你的任务 => 把练习原文中的一段逐字抄写下来，从“年仅19岁的大学生刘某某在南”开始，到“响最终的判决,更不意味着他可以逃过一死。”结束。

练习原文 =>
***
【文/观察者网专栏作者 关心】

年仅19岁的大学生刘某某在南昌景区游玩时惨遭杀害,令人痛惜,但警方通报中关于行凶者席某某有“精神疾病诊疗史”的信息,更让人心塞。行凶者会不会因此逃避死刑甚至刑责,是人们最关心的问题。

有网友担心,警方通报中的“精神疾病诊疗史”信息,是不是为将来的从轻或免除刑责做铺垫。需要说,这种担心是没有必要的,这只是一个事实陈述,可能与案情有关,因此通报满足大众知情权,但不会影响最终的判决,更不意味着他可以逃过一死。
***
摘录数据 =>

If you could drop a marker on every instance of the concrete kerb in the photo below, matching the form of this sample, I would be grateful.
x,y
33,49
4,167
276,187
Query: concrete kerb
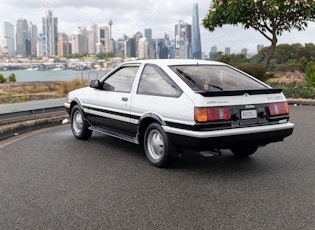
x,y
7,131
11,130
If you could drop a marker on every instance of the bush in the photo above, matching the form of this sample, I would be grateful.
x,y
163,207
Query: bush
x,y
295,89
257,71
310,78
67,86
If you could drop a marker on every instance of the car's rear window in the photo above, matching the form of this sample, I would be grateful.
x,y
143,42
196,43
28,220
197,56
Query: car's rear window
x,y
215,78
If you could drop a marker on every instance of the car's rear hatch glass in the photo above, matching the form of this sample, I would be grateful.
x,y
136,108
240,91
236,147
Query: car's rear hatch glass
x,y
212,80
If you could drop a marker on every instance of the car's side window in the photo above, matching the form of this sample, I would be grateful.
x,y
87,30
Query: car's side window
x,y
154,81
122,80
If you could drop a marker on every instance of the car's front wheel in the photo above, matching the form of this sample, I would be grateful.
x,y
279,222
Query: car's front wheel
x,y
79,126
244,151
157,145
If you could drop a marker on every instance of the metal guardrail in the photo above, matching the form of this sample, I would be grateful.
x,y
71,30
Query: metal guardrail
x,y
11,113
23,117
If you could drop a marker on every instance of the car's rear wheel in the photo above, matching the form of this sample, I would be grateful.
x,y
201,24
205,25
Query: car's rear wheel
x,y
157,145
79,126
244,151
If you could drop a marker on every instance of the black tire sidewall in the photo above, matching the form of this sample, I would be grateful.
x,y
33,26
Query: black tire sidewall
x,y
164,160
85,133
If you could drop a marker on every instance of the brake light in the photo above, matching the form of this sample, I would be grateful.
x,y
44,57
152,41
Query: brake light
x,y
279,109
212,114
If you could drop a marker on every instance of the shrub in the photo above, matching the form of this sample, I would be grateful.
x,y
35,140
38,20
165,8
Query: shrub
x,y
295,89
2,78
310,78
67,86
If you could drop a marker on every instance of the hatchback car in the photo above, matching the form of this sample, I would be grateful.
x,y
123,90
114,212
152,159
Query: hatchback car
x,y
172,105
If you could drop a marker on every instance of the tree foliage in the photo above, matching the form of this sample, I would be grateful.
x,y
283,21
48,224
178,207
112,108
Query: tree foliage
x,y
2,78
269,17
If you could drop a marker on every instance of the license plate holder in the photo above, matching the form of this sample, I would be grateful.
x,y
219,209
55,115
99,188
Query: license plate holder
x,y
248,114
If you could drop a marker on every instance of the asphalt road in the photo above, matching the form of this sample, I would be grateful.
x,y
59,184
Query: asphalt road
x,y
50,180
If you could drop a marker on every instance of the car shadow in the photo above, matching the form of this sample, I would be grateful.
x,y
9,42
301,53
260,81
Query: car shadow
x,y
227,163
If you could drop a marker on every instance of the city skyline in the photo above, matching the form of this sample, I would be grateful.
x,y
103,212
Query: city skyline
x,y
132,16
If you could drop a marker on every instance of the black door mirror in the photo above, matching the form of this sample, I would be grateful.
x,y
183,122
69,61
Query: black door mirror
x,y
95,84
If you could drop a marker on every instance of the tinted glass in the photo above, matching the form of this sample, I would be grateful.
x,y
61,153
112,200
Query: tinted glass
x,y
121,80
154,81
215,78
***
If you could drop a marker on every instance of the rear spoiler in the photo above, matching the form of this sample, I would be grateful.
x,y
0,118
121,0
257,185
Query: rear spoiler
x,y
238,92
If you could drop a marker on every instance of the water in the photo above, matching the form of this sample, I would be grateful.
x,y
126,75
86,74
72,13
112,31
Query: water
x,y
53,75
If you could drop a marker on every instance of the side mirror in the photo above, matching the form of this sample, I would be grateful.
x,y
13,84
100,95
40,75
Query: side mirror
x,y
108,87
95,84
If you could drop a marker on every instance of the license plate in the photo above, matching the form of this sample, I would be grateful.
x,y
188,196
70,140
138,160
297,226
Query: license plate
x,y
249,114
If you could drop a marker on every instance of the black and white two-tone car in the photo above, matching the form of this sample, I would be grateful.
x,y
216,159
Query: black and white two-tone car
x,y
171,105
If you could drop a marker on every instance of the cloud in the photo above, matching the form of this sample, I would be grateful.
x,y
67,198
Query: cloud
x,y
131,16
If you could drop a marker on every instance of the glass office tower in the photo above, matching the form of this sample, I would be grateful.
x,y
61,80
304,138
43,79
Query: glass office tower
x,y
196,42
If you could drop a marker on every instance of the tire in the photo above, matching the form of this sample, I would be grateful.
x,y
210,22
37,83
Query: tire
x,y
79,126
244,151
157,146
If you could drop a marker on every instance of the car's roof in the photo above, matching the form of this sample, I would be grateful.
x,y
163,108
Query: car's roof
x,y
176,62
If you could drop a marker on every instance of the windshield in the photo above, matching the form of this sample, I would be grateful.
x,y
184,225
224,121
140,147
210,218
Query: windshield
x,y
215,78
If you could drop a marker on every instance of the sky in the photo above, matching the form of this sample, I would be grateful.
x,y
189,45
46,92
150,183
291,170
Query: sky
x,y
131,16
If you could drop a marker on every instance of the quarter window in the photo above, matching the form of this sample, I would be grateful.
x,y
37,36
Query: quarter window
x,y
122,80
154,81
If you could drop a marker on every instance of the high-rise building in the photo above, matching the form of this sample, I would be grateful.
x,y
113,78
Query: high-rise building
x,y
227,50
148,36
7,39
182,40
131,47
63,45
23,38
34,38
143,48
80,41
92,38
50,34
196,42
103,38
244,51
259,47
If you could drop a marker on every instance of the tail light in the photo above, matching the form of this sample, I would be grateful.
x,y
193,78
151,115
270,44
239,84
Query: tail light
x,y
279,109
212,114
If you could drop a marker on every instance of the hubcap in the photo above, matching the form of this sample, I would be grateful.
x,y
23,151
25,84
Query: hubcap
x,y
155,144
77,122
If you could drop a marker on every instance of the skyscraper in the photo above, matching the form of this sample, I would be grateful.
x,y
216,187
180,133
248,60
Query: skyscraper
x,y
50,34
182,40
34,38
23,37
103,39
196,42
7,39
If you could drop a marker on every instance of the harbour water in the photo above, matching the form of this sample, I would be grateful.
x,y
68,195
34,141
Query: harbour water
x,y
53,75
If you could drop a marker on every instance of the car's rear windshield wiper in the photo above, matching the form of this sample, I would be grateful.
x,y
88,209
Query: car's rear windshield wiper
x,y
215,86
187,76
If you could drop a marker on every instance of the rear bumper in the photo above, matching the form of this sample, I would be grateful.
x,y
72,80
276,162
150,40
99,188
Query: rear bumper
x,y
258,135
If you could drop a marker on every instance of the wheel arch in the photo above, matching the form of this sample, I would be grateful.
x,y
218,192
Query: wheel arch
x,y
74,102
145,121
***
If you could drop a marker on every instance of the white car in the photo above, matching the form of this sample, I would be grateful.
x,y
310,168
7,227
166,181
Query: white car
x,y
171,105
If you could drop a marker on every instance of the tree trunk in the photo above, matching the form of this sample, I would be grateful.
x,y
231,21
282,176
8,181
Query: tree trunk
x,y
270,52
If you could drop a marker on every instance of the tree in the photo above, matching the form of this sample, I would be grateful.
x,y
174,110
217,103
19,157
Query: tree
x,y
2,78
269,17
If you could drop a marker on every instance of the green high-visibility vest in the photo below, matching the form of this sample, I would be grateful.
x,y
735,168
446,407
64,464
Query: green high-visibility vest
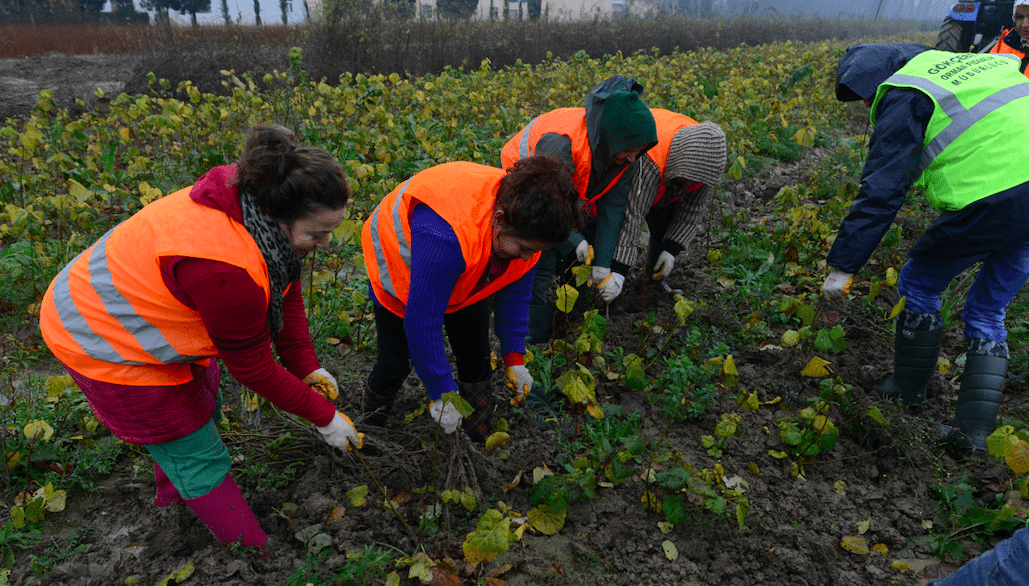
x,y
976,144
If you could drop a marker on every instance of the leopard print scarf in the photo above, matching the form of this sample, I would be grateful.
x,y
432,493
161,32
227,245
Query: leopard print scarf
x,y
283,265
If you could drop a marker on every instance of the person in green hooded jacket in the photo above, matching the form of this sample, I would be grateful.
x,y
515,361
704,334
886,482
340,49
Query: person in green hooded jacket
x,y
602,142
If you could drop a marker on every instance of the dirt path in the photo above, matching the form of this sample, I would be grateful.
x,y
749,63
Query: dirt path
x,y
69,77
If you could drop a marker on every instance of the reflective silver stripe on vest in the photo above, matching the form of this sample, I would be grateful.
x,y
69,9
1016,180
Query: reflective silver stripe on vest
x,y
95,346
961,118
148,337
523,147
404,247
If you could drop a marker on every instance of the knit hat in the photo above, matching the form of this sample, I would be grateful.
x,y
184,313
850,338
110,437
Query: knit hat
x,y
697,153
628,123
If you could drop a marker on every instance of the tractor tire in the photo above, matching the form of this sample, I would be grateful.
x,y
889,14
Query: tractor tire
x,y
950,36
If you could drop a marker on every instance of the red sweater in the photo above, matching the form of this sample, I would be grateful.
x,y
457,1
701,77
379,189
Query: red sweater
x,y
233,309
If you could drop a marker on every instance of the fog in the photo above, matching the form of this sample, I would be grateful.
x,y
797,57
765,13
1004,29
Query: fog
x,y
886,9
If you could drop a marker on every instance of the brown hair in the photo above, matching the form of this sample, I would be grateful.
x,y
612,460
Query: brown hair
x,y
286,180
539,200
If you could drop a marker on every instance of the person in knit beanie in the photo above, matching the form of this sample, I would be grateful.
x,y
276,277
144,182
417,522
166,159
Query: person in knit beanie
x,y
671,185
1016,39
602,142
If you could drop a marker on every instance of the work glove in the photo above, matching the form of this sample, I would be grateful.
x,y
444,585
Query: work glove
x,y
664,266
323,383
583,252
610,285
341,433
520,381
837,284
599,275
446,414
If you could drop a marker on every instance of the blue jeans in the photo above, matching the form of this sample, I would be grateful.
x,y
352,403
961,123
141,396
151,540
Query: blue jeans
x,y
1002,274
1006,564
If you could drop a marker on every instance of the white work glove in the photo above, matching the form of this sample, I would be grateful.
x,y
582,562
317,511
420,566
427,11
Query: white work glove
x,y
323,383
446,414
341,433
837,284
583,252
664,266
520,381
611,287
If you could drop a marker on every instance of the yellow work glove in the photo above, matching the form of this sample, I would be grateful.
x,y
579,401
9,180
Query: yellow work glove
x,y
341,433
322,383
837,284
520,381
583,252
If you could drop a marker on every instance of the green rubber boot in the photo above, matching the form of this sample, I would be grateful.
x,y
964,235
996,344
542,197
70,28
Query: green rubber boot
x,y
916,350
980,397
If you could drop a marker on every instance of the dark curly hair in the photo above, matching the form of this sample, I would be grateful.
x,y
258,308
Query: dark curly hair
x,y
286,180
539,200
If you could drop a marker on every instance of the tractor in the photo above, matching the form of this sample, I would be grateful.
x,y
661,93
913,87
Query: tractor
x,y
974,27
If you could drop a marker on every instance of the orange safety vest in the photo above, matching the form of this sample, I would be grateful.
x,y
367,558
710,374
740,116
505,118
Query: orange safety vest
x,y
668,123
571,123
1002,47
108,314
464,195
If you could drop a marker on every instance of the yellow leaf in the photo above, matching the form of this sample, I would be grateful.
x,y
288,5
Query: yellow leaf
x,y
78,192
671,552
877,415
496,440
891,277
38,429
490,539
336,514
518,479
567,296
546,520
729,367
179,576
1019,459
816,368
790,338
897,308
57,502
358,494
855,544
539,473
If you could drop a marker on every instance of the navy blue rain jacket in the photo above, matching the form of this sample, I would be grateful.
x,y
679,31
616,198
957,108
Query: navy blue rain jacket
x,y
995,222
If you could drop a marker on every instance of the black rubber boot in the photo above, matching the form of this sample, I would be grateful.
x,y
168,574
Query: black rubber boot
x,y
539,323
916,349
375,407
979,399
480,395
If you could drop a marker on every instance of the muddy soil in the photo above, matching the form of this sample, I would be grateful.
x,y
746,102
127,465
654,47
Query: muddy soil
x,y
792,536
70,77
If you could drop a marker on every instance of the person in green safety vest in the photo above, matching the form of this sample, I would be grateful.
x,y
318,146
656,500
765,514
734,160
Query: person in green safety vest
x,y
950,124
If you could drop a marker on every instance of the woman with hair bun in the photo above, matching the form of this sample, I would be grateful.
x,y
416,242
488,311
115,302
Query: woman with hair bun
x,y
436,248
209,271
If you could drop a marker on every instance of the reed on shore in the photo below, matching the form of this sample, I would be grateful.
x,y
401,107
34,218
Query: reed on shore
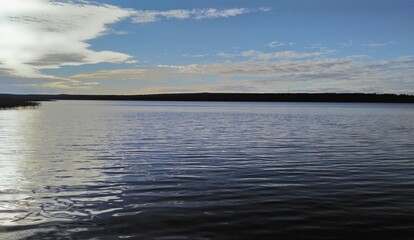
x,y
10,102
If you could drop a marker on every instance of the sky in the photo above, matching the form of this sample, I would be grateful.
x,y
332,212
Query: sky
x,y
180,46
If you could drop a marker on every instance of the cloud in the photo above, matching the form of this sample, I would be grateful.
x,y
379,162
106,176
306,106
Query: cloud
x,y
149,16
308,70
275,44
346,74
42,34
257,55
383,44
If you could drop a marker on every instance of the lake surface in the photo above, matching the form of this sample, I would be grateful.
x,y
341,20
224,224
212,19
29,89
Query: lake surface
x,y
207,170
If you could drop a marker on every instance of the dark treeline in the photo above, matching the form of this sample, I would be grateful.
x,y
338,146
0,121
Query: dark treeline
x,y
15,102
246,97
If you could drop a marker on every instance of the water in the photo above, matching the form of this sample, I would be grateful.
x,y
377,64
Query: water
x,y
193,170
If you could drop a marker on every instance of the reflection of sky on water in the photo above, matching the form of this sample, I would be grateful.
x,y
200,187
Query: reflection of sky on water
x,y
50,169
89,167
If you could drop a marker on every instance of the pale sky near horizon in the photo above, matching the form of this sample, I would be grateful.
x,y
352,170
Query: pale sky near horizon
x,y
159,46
***
答案如下 =>
年仅19岁的大学生刘某某在南昌景区游玩时惨遭杀害,令人痛惜,但警方通报中关于行凶者席某某有“精神疾病诊疗史”的信息,更让人心塞。行凶者会不会因此逃避死刑甚至刑责,是人们最关心的问题。

有网友担心,警方通报中的“精神疾病诊疗史”信息,是不是为将来的从轻或免除刑责做铺垫。需要说,这种担心是没有必要的,这只是一个事实陈述,可能与案情有关,因此通报满足大众知情权,但不会影响最终的判决,更不意味着他可以逃过一死。